Items from a data source
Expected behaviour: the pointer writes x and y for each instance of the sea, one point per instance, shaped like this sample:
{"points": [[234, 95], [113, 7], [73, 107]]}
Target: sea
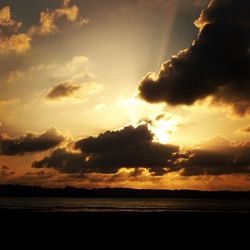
{"points": [[124, 204]]}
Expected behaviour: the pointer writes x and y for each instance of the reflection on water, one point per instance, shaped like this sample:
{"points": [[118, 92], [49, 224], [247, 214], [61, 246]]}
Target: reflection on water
{"points": [[130, 204]]}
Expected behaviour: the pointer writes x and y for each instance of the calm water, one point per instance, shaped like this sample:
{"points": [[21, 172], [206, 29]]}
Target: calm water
{"points": [[130, 204]]}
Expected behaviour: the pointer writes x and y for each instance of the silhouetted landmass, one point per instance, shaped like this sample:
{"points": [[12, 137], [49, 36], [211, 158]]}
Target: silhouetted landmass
{"points": [[35, 191]]}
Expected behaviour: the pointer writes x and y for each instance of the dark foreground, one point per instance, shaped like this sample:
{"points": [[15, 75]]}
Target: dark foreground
{"points": [[192, 225]]}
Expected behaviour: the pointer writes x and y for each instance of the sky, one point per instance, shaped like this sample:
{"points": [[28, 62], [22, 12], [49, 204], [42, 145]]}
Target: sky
{"points": [[133, 93]]}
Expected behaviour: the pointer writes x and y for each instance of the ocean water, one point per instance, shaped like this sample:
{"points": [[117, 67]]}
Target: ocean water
{"points": [[124, 204]]}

-- To do --
Duplicate every line of the listing above word for word, leaving out the picture.

-- Result for this task --
Expected behaviour: the pointer writes x and y for each instance of the sea, one point per instance, shaped like this sample:
{"points": [[234, 95], [113, 7], [73, 107]]}
Target: sea
{"points": [[124, 204]]}
Expected behaviour: the pointer writes x and y for each instance of the reflection on water, one point per instance, shaped like this sample:
{"points": [[118, 92], [49, 224], [247, 214], [61, 246]]}
Target: reflection on water
{"points": [[130, 204]]}
Expected behaviour: the pointer writes x and y for each instance of the calm water, one point per instance, shaped like this sample:
{"points": [[21, 172], [206, 29]]}
Target: calm water
{"points": [[130, 204]]}
Expected behaviour: the pointer writes x and y for each instance of the silhouetted landmass, one point per instance, shaped like this sample:
{"points": [[12, 137], [49, 36], [211, 158]]}
Target: silhouetted landmass
{"points": [[35, 191]]}
Expected behaviour: the pointer writes x and y for each instance of the dark foreground, one point per instance, shaped like this sample:
{"points": [[15, 75]]}
Target: dark foreground
{"points": [[192, 225]]}
Expected behaviour: the pointer writes x and y for each instance of the sky, one point per instance, shaped like this sample:
{"points": [[28, 62], [22, 12], [49, 204], [42, 145]]}
Target: sky
{"points": [[133, 93]]}
Expected behaviour: the pointer writes x and y for each instance of the ocean water, one point per instance, shaped like this sample:
{"points": [[117, 67]]}
Target: ocean water
{"points": [[124, 204]]}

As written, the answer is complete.